[HN Gopher] Implementation of mixture of experts language model ...
       ___________________________________________________________________
        
       Implementation of mixture of experts language model in a single
       file of PyTorch
        
       Author : avisoori1x
       Score  : 85 points
       Date   : 2024-03-18 11:57 UTC (4 days ago)
        
 (HTM) web link (github.com)
 (TXT) w3m dump (github.com)
        
       | avisoori1x wrote:
       | A from scratch implementation of a sparse mixture of experts
       | language model in a single file of PyTorch. This is inspired by
       | and largely based on Andrej Karpathy's project 'makemore' and
       | borrows a number of re-usable components from that
       | implementation. Just like makemore, makeMoE is also an
       | autoregressive character-level language model but uses the
       | aforementioned sparse mixture of experts architecture. I added
       | Expert Capacity to this implementation to make it more complete
        
         | radarsat1 wrote:
         | Adding scaled unit gaussian noise to the logits
         | noise = torch.randn_like(logits)*F.softplus(noise_logits)
         | noisy_logits = logits + noise
         | 
         | Question, if you changed this Gaussian normal for Gumbel noise
         | you would get something like Gumbel softmax, right? I'm curious
         | why not use it? Isn't it a usual way to implement
         | differentiable discrete selection? My curiosity is about the
         | effectiveness of Gumbel softmax since I have had some trouble
         | using it in practice so I'm curious why it's not used here and
         | if there are downsides to it compared to other methods.

• [Provided records]:
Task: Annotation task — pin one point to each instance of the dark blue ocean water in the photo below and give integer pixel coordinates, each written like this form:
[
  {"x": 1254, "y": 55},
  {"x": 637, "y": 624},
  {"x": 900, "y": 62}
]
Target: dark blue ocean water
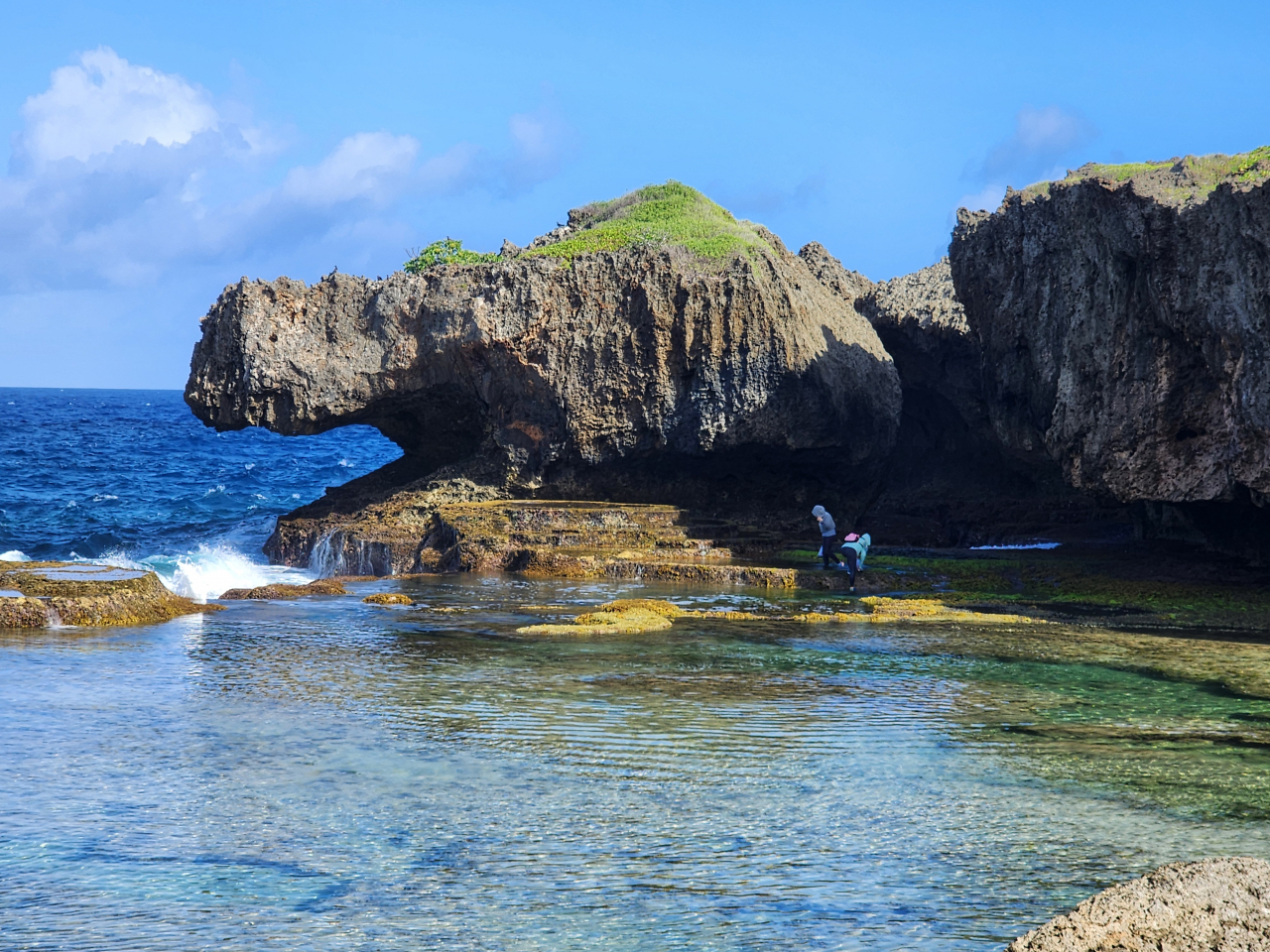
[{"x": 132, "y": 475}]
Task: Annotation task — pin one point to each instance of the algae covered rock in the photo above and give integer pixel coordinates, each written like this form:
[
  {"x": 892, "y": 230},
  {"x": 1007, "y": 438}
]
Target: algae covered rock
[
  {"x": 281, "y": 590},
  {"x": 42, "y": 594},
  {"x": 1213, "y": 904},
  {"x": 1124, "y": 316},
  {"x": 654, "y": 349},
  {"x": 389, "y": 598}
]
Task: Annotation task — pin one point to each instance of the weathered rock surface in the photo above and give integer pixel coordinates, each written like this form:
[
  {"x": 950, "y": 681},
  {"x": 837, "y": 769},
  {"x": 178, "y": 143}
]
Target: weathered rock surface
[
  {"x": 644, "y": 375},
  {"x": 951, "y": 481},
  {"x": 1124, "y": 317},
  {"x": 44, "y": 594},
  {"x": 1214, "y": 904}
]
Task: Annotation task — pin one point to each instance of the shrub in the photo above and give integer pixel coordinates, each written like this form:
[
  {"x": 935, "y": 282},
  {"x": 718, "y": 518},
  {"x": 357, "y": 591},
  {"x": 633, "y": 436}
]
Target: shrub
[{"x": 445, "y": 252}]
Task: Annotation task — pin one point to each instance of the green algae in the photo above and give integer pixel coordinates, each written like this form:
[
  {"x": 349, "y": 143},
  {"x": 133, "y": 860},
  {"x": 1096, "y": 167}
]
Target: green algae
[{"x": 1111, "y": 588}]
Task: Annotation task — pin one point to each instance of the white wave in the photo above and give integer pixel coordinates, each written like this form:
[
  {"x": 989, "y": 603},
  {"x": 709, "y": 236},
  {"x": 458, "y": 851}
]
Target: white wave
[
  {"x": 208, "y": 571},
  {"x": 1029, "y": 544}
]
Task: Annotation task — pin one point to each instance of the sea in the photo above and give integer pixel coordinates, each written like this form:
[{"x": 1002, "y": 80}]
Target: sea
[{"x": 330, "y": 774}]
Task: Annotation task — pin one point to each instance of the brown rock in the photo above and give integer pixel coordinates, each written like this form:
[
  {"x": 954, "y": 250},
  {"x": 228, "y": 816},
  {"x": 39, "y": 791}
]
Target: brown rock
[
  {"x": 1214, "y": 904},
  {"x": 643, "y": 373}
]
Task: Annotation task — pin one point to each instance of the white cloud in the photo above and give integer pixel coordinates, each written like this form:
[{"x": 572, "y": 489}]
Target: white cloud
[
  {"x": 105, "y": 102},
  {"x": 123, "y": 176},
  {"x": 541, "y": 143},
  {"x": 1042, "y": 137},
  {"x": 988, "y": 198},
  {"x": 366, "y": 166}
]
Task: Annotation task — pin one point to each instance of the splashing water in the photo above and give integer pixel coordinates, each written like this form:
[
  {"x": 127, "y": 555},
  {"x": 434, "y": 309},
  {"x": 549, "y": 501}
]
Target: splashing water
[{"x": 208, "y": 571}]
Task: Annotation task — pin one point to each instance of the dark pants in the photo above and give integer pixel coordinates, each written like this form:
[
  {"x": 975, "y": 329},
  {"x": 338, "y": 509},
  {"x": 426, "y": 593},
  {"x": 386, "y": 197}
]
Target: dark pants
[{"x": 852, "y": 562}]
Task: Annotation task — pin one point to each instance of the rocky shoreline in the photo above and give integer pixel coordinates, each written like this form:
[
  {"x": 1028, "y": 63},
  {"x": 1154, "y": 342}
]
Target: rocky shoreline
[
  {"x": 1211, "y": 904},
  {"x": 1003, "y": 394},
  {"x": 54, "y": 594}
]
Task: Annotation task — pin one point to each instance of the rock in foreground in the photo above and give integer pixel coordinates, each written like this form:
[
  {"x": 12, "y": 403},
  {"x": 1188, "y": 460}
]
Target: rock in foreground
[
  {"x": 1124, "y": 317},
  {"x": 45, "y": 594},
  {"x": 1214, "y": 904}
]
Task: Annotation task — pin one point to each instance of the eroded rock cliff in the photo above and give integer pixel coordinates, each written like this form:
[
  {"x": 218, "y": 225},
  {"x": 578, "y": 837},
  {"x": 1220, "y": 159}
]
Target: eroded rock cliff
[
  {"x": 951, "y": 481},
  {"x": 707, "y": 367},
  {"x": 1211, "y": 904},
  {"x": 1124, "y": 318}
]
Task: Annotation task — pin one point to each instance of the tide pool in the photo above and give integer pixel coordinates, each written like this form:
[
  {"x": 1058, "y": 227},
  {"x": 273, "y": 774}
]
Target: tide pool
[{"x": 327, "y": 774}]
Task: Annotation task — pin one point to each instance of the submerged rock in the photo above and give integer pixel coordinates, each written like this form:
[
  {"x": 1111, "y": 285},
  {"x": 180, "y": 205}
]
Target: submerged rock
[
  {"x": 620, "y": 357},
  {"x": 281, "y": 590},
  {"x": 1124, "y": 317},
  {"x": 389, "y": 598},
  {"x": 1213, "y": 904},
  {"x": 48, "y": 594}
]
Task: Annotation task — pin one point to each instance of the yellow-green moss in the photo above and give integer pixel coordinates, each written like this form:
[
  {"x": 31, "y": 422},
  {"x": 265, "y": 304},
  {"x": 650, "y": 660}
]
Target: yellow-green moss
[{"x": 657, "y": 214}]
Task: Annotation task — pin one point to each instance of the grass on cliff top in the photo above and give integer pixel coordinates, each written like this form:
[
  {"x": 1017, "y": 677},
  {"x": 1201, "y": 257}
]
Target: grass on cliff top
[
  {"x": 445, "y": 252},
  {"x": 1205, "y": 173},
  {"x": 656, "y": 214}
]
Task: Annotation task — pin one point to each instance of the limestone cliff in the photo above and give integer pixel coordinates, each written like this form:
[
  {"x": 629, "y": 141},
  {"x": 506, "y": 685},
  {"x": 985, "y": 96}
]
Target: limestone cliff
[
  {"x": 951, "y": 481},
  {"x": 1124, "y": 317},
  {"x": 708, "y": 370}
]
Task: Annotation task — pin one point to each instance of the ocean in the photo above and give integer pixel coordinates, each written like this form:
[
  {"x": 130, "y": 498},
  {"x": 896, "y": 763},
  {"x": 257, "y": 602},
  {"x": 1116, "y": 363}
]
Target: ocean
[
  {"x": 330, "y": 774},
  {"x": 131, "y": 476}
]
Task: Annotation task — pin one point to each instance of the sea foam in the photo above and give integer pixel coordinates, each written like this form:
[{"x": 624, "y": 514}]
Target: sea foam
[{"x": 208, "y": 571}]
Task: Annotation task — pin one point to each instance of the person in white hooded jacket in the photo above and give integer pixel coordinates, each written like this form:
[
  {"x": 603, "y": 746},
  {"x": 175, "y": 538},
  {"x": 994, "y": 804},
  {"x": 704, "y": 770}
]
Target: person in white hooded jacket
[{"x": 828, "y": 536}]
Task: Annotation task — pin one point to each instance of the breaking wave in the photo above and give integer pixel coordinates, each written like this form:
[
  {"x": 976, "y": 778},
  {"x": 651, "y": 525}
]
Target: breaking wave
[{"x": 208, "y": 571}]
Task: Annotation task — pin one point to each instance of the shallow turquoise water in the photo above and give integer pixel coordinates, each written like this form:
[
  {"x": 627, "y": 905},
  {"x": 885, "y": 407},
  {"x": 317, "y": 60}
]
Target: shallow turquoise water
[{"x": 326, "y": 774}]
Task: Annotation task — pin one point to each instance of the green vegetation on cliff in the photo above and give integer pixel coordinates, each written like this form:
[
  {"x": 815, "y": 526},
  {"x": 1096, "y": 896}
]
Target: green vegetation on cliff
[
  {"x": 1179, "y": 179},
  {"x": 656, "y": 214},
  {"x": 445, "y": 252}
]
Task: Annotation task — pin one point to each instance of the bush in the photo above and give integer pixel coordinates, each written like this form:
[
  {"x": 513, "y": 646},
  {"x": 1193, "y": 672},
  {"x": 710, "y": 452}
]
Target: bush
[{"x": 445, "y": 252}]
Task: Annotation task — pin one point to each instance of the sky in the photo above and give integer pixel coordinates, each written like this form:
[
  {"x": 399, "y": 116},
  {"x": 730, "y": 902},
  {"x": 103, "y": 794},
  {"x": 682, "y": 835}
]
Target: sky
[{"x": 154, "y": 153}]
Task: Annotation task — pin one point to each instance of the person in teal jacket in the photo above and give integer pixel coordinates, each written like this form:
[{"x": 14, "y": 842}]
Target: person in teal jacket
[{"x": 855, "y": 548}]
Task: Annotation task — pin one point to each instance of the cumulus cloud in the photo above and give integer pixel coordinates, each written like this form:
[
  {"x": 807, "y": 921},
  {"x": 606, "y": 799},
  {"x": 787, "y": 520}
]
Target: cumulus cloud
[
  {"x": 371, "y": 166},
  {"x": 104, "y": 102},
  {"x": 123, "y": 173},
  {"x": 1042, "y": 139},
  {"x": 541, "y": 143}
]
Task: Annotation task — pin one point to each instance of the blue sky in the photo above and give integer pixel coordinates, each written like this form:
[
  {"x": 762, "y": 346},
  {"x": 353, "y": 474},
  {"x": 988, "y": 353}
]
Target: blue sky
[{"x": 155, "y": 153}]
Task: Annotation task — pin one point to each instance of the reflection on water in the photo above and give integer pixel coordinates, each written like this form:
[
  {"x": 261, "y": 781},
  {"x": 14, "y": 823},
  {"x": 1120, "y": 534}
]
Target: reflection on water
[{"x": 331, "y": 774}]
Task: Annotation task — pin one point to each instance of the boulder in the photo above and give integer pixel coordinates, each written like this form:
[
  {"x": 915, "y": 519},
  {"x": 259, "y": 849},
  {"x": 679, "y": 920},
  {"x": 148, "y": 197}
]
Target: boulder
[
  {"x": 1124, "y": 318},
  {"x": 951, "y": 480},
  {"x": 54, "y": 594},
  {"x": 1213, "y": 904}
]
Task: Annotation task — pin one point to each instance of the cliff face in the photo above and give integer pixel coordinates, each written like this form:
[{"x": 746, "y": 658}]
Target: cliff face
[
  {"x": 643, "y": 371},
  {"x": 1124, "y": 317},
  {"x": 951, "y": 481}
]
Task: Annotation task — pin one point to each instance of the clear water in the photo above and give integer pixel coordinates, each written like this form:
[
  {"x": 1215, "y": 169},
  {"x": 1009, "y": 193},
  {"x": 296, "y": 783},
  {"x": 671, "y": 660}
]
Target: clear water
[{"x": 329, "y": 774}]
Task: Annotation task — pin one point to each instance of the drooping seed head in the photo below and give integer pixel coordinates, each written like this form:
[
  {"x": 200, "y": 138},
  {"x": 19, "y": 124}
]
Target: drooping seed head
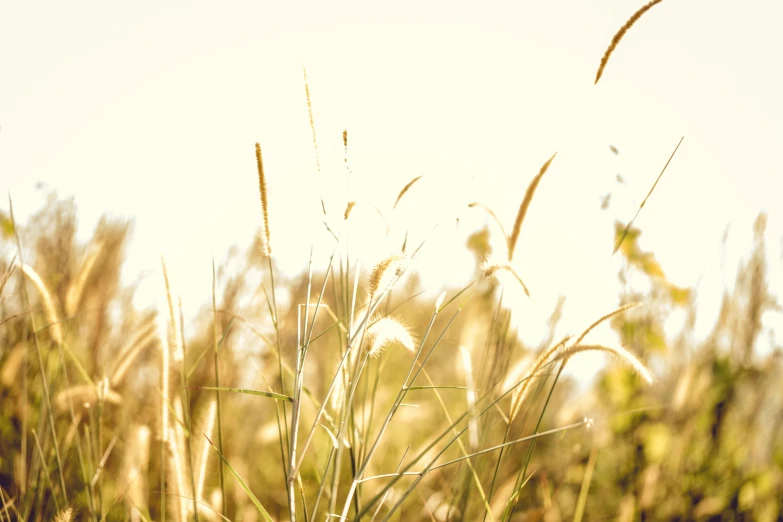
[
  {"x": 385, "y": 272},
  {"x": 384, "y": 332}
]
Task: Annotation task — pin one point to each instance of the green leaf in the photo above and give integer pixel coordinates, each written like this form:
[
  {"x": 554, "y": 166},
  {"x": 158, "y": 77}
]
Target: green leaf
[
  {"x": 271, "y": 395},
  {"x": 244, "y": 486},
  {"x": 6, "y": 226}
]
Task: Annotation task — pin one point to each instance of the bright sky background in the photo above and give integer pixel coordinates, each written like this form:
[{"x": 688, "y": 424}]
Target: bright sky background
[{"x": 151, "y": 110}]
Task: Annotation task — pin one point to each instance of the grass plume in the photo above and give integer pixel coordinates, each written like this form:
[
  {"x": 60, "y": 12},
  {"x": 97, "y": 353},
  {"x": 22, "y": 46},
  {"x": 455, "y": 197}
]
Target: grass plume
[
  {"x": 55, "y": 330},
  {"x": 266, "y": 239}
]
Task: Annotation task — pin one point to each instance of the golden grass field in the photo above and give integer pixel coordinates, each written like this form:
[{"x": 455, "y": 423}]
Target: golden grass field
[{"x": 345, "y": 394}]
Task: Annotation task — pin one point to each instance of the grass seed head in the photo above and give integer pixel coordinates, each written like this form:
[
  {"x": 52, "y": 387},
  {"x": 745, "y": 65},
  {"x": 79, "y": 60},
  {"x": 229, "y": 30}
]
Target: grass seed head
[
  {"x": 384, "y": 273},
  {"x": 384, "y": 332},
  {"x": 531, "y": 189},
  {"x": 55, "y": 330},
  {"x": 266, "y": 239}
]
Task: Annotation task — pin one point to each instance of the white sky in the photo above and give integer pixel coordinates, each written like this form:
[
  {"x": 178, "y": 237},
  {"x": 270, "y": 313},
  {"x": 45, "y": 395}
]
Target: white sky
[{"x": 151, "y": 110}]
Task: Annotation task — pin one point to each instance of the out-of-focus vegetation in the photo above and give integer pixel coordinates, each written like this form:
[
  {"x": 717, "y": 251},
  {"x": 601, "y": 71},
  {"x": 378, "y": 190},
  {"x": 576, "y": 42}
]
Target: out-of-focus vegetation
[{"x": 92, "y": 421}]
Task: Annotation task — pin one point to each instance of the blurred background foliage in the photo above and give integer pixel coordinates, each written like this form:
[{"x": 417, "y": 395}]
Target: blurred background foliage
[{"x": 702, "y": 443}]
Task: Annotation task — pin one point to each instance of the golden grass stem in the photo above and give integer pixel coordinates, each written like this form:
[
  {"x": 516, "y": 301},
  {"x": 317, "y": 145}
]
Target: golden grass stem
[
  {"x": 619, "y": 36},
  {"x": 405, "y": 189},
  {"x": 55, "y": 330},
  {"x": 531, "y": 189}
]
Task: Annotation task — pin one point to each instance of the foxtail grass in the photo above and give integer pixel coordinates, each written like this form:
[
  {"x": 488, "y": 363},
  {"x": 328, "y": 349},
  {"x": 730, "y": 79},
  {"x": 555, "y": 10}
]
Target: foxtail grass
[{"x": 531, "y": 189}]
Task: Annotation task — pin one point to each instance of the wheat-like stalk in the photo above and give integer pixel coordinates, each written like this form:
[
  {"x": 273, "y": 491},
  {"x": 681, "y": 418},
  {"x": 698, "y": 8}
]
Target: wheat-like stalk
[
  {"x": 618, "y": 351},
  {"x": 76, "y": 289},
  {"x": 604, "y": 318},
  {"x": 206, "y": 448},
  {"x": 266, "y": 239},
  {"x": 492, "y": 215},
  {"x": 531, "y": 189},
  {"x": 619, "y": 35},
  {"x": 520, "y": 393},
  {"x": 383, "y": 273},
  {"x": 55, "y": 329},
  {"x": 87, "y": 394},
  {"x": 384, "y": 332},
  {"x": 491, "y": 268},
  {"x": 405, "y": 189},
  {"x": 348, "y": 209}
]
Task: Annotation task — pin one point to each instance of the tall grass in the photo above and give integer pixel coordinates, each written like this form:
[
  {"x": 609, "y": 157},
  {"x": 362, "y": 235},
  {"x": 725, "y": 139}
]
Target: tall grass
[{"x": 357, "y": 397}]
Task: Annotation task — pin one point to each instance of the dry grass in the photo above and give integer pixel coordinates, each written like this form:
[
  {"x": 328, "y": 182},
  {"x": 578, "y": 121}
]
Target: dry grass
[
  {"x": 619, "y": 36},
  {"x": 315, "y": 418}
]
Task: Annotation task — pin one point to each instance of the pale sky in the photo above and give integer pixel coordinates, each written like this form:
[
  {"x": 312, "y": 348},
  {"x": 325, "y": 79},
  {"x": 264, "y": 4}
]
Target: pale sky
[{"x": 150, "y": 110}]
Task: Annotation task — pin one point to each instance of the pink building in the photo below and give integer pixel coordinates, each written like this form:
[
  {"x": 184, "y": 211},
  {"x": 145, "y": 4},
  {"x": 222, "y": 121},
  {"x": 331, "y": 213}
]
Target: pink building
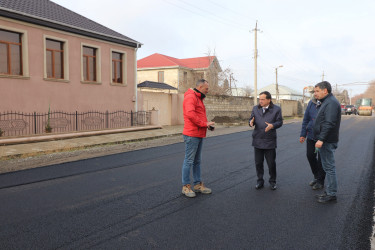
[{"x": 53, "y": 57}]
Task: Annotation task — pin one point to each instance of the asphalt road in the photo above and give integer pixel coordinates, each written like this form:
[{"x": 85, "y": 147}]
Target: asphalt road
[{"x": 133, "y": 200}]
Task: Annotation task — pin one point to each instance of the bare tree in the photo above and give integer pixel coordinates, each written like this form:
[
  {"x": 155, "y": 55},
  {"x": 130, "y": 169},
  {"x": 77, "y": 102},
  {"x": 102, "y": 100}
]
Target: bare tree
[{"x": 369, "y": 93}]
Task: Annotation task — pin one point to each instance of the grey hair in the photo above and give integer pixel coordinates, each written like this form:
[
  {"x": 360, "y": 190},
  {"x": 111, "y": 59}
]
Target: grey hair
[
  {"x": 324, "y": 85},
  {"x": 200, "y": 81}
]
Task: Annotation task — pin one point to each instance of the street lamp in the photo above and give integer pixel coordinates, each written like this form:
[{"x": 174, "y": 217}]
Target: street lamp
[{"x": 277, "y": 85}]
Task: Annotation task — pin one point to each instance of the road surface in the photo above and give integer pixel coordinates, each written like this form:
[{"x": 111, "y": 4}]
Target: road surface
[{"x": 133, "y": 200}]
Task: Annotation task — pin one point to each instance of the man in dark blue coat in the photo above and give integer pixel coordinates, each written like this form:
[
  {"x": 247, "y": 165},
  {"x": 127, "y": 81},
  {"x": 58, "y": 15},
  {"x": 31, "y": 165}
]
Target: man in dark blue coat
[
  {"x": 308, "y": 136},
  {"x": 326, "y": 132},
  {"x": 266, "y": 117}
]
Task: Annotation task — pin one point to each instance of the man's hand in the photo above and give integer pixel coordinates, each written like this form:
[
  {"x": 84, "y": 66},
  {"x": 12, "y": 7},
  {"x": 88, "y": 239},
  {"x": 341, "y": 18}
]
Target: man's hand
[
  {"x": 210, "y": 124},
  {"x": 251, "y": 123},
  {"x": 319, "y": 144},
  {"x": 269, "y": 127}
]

• [Exercise brief]: Can you reproduce, word for word, the stretch of the mixture-of-experts thread from "Author : avisoori1x" through "w3m dump (github.com)"? Work only from the mixture-of-experts thread, not the entries.

• [Task answer]:
Author : avisoori1x
       Score  : 85 points
       Date   : 2024-03-18 11:57 UTC (4 days ago)
        
 (HTM) web link (github.com)
 (TXT) w3m dump (github.com)